WORK TO COMPLETE
Pull out every line in the records below that contains the word "water", and copy each one unchanged.

[Excerpts from labeled region data]
========================================================================
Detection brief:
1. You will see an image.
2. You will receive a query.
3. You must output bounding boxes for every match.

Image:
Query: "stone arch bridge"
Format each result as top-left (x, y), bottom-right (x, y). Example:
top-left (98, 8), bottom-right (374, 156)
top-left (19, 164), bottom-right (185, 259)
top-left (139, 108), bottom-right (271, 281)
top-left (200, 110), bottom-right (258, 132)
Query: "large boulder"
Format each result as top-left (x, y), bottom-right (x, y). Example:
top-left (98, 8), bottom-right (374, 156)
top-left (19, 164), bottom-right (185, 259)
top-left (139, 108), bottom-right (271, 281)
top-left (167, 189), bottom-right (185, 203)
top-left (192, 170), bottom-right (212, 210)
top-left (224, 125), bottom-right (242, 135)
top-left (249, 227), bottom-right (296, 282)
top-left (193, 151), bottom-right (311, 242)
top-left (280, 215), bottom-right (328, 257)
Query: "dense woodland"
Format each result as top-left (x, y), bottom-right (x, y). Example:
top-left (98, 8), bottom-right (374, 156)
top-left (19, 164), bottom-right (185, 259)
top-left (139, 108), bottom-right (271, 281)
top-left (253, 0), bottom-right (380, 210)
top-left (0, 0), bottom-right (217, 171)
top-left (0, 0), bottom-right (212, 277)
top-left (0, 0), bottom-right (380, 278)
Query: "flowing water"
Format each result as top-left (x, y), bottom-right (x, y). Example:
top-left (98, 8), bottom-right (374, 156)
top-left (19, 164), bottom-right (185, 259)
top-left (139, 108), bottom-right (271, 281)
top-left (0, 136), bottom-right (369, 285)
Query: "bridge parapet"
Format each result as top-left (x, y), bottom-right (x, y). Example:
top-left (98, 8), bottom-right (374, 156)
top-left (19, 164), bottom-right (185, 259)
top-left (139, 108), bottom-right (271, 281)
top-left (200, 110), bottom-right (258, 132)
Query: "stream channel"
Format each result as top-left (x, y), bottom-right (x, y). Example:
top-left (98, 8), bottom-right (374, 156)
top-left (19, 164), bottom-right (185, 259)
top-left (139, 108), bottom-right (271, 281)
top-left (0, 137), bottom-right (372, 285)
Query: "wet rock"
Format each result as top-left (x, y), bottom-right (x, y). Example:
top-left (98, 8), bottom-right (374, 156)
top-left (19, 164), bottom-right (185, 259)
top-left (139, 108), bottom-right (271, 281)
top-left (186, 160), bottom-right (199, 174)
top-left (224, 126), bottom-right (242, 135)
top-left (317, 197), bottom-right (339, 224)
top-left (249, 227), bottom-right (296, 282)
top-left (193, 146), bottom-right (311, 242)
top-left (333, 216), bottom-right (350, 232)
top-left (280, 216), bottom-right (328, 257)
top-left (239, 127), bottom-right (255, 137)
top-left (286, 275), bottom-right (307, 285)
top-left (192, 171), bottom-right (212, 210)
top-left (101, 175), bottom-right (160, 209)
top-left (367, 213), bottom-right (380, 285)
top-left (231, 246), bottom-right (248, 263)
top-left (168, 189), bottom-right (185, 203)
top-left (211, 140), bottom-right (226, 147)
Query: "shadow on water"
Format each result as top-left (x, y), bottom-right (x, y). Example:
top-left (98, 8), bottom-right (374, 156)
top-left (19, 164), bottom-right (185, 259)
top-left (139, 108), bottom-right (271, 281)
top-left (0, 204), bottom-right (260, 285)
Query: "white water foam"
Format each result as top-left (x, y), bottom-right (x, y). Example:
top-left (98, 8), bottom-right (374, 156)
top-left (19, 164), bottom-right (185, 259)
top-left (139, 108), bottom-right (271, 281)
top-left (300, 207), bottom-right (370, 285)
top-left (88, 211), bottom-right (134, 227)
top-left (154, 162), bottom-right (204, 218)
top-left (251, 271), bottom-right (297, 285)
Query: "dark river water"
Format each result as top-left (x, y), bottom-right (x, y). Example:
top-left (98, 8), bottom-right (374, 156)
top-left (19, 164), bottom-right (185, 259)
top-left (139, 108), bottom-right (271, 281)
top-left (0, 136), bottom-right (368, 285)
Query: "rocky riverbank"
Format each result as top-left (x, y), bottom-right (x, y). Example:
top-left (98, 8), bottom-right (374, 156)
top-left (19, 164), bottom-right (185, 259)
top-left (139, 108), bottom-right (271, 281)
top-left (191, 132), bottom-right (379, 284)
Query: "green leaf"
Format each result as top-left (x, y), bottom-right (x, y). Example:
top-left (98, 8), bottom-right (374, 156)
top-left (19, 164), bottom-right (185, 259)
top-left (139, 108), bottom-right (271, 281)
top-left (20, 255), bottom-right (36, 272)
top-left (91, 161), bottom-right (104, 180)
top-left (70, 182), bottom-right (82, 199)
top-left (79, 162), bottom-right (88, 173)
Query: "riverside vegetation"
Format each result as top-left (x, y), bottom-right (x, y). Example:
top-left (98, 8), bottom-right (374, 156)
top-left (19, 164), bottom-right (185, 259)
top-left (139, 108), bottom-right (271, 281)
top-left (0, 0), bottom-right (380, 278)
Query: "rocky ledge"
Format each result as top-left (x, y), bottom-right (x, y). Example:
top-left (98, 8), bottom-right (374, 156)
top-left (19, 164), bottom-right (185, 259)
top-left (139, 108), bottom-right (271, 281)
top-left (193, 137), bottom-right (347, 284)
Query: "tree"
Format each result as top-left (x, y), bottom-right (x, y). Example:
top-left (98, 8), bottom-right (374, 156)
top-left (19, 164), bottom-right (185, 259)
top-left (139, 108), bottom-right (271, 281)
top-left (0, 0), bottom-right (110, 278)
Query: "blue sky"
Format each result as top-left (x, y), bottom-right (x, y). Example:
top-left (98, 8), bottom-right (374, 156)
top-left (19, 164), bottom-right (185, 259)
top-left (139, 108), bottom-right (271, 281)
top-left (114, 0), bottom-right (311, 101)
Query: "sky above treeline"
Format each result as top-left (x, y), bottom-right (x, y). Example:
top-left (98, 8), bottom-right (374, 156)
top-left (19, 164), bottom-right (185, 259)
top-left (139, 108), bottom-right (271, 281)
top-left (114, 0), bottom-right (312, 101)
========================================================================
TASK OUTPUT
Query: "flowing water"
Query: "shadow on water"
Query: "white water foam"
Query: "dark river water"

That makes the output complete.